:: Given data ::

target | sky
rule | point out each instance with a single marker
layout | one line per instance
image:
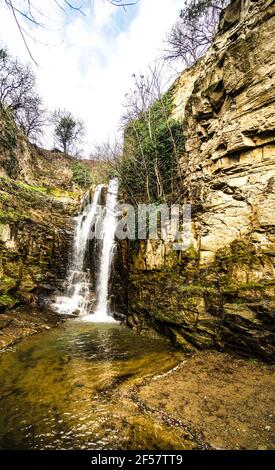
(86, 62)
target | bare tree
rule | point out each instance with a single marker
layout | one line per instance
(30, 11)
(107, 152)
(68, 131)
(18, 94)
(32, 118)
(145, 117)
(17, 81)
(192, 34)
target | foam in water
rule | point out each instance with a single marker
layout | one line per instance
(78, 289)
(101, 313)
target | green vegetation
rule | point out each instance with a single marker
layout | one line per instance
(153, 145)
(12, 216)
(81, 175)
(6, 301)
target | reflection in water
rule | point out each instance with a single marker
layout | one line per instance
(66, 389)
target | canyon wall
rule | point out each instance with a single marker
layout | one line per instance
(38, 197)
(220, 292)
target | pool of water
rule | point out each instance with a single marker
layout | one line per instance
(69, 389)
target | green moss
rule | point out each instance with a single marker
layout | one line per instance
(12, 216)
(7, 284)
(38, 189)
(248, 285)
(81, 175)
(197, 288)
(7, 301)
(4, 197)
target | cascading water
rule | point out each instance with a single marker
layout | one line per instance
(77, 299)
(101, 313)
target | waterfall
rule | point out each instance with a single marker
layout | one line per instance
(78, 290)
(101, 313)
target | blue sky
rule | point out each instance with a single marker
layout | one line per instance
(89, 60)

:::

▶ [Task instructions]: Copy every line of the records above that holds the word "green".

▶ [Written solution]:
target | green vegetation
target | green moss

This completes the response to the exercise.